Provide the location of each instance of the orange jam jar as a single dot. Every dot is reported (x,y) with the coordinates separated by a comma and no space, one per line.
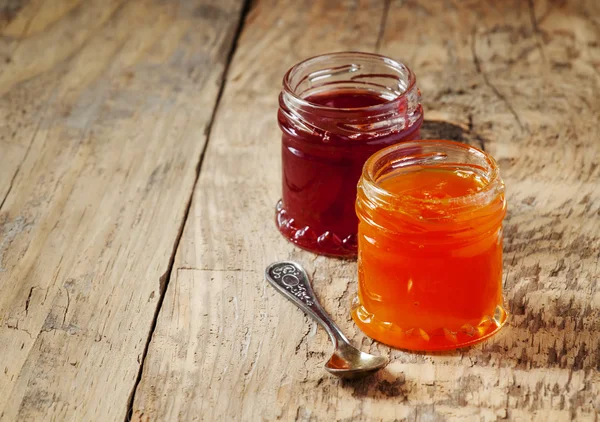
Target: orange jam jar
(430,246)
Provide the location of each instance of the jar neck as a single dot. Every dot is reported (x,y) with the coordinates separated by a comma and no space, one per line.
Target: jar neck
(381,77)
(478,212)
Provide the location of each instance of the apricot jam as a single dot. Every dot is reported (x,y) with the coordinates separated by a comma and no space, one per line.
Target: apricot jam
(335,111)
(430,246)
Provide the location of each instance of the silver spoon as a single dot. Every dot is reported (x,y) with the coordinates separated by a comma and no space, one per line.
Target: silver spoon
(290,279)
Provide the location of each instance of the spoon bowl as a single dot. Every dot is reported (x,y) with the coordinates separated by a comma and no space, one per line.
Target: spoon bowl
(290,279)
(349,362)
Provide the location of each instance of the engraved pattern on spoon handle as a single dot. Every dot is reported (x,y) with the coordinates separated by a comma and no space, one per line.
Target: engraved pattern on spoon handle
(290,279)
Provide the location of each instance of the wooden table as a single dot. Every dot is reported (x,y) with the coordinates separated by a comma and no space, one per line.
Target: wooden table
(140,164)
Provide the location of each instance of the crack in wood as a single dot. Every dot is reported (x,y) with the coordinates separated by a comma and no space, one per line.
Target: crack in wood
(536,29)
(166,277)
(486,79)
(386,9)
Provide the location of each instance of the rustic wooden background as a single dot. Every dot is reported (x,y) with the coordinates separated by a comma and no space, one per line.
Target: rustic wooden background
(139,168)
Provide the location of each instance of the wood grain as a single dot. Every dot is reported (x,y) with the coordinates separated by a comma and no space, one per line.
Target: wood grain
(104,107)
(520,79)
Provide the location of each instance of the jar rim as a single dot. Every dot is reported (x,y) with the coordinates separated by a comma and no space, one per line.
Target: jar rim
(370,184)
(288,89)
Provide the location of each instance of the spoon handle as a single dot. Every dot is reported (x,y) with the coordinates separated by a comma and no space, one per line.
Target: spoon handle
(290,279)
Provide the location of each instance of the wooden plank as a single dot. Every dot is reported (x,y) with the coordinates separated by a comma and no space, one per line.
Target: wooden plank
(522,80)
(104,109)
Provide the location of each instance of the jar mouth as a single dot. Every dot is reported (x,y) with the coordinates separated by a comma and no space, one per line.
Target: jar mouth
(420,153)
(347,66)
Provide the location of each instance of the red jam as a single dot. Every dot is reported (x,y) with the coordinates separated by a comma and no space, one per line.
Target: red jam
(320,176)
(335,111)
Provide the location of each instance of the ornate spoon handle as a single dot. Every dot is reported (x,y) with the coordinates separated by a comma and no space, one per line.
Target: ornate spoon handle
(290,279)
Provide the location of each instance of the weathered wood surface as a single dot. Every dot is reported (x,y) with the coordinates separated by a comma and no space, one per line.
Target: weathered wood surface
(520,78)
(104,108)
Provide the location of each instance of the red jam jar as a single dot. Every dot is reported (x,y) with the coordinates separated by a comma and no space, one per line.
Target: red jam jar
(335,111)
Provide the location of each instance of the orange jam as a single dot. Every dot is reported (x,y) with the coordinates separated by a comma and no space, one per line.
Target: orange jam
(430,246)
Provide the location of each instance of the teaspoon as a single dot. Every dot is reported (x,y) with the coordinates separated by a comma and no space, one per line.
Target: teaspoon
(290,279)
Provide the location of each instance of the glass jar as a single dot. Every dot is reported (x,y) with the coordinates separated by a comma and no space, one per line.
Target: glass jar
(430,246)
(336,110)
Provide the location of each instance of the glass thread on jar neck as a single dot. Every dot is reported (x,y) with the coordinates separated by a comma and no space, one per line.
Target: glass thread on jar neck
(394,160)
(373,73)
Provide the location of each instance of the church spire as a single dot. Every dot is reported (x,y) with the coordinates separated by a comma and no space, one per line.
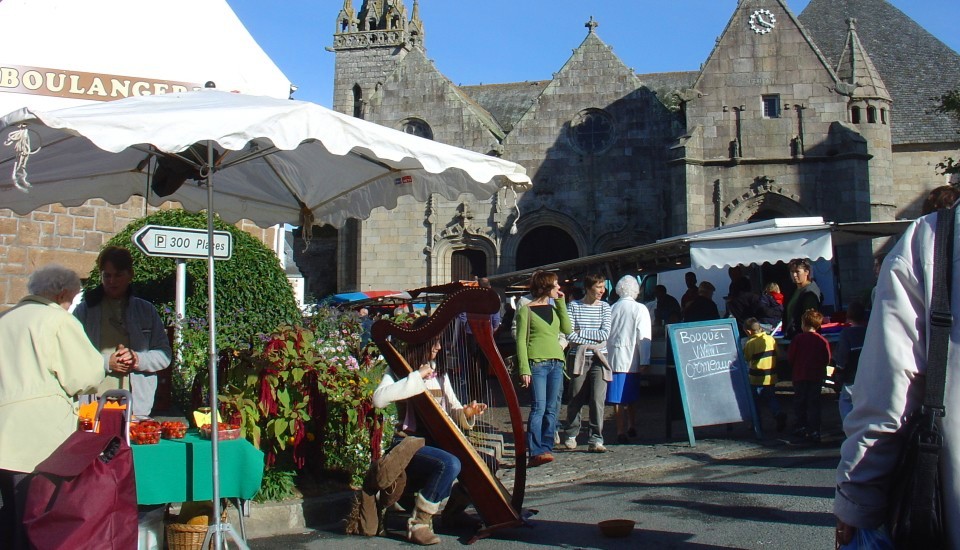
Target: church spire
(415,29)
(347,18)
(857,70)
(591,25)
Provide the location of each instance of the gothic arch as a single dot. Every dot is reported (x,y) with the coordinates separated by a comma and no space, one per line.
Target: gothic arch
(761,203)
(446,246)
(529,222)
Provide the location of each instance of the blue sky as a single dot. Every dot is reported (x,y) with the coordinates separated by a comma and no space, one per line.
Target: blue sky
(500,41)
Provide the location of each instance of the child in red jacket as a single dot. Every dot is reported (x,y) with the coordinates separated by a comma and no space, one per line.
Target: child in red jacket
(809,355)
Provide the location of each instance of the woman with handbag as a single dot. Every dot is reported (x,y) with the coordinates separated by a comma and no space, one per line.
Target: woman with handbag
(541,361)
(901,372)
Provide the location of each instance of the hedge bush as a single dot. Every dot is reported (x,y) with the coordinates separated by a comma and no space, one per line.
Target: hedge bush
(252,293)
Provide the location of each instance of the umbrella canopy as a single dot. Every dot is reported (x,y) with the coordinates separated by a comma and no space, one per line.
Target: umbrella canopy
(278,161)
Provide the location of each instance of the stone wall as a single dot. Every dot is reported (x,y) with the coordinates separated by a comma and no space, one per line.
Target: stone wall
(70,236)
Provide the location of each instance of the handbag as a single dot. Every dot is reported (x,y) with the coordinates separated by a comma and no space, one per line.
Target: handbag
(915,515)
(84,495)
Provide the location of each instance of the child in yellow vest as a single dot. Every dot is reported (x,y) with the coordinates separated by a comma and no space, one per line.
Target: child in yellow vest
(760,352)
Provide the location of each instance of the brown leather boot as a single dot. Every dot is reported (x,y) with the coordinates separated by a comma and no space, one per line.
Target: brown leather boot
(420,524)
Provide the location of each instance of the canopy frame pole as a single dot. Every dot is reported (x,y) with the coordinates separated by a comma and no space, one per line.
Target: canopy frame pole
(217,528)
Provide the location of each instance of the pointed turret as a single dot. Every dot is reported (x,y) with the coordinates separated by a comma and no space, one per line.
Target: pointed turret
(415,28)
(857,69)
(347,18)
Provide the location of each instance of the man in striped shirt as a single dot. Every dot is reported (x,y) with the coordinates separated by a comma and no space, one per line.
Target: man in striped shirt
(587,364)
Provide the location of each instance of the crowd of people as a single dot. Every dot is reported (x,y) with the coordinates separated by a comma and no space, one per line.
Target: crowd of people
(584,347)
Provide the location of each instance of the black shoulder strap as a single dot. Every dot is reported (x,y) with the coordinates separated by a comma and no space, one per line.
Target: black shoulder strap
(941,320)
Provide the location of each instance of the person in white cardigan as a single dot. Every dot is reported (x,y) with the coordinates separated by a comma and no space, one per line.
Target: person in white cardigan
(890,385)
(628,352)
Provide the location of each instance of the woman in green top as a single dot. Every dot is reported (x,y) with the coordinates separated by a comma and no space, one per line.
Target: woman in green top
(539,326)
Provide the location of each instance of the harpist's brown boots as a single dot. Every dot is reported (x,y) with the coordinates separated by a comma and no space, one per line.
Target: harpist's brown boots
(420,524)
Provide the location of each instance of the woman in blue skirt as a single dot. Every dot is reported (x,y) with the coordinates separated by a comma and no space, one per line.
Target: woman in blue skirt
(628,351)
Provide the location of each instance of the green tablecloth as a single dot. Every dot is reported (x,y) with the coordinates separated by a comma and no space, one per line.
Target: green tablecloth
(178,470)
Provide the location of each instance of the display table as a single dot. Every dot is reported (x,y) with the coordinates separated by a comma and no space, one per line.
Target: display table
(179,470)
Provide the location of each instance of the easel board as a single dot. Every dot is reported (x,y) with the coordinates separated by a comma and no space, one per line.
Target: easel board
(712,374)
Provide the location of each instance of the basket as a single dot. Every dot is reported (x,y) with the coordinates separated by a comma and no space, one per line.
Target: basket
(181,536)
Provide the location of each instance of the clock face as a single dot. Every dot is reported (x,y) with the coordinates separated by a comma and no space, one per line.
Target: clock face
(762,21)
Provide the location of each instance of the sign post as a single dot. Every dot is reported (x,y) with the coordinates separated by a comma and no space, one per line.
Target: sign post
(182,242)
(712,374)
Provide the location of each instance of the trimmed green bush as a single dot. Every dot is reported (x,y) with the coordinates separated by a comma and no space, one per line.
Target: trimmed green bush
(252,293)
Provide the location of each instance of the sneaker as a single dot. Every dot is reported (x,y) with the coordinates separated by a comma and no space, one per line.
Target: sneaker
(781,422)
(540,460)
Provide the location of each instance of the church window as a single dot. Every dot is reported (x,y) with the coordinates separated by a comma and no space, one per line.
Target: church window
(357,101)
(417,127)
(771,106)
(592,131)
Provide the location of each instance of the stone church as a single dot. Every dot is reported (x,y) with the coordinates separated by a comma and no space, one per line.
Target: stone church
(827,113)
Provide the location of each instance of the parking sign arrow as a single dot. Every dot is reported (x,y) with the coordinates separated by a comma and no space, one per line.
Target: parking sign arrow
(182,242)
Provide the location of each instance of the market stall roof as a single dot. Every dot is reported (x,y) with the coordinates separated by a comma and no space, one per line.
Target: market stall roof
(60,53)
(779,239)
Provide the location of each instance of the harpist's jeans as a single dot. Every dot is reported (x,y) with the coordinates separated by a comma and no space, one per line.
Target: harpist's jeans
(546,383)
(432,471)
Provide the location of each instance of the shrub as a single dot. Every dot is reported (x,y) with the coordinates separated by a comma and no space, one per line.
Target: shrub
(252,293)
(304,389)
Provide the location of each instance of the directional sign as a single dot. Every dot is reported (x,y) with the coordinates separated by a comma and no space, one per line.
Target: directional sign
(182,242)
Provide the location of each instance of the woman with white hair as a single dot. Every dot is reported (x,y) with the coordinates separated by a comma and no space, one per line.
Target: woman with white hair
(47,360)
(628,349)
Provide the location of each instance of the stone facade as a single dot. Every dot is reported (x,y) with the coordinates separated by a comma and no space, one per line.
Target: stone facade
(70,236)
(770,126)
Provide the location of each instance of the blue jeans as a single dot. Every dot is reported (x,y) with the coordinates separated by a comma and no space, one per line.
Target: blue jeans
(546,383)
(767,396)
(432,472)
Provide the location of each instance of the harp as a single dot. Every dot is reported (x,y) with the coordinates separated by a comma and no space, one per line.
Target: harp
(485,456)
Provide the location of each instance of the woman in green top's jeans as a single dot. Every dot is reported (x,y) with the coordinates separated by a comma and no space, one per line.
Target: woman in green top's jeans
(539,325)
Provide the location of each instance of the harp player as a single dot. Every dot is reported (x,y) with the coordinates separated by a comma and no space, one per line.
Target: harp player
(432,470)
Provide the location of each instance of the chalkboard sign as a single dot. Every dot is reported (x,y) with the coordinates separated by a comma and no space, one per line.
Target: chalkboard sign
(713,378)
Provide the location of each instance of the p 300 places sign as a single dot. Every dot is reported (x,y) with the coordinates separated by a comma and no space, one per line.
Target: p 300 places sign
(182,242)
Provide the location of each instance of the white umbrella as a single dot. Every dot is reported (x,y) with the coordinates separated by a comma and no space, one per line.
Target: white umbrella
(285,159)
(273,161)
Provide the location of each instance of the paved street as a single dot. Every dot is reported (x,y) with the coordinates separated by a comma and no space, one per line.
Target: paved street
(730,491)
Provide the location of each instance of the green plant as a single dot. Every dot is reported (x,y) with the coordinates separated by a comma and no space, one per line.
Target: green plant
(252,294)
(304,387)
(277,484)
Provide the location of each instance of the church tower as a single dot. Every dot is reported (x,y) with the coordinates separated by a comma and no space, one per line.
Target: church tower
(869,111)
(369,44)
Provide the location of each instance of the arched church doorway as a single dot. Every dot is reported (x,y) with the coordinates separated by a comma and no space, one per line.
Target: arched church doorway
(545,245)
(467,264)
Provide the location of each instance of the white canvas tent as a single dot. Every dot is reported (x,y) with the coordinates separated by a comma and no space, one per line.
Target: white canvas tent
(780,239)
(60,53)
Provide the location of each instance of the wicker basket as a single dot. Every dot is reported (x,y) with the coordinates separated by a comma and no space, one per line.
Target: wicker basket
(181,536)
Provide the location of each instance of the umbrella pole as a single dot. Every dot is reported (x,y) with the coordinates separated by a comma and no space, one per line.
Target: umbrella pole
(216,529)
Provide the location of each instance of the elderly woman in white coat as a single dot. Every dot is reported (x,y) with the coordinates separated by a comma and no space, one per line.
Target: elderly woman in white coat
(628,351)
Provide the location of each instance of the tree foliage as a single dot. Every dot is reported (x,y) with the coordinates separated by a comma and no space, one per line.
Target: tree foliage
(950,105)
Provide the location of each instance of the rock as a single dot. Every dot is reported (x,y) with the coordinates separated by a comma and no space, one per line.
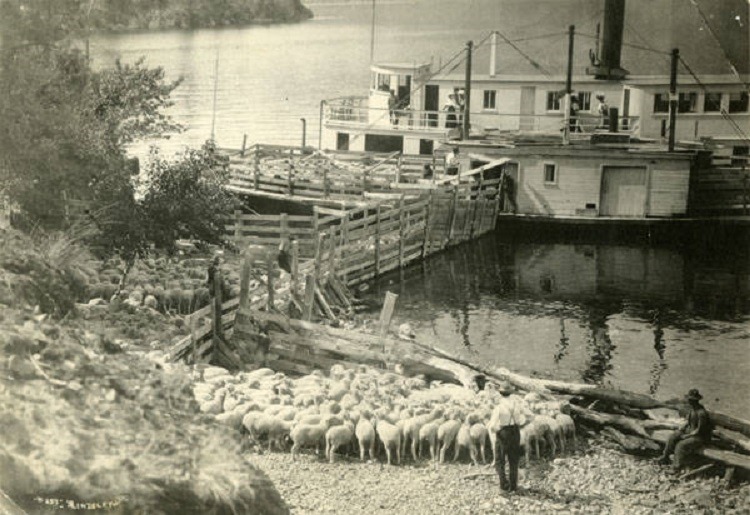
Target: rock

## EXERCISE
Write out word for word every line from the line with "Provide the location of each instance of the arched" through the final line of the records, both included, skipping the pictures.

## TASK SOLUTION
Provide the location of each instance of the arched church doorway as a single dot. Every dot is reported (x,y) with the coordinates separated by a comma and no space, one per line.
Target: arched church doorway
(545,245)
(467,264)
Provide the location of each instance of the white canvas tent as a single dot. Every dot is reported (x,y) with the coordinates separated by a comma and no space, one per line.
Target: white canvas tent
(780,239)
(60,53)
Provide the location of each instance of the wicker basket as a single dot. Every dot is reported (x,y) with the coordinates separated by a comma and no space, one per line.
Target: wicker basket
(181,536)
Provide the location of each instance of the umbrella pole as a single dot. Every dot is reported (x,y) with the coordinates separated by a comma and no space, one per line.
Target: umbrella pole
(216,529)
Provide the location of each instance of the elderly woman in white coat as a single dot. Every dot is reported (x,y) with the coordinates separated by a comma and no space, one per line.
Target: elderly woman in white coat
(628,351)
Provide the location of each instance of the tree foliage as a single dot. Every dot is reported (x,y) with the coordinates separated by a comma and no space, one per line.
Target: tree foliage
(950,105)
Provide the location of each instance of the rock as a single dot. Every dot is reported (x,y) with the coordinates separated by a comma and no space, one per line.
Target: rock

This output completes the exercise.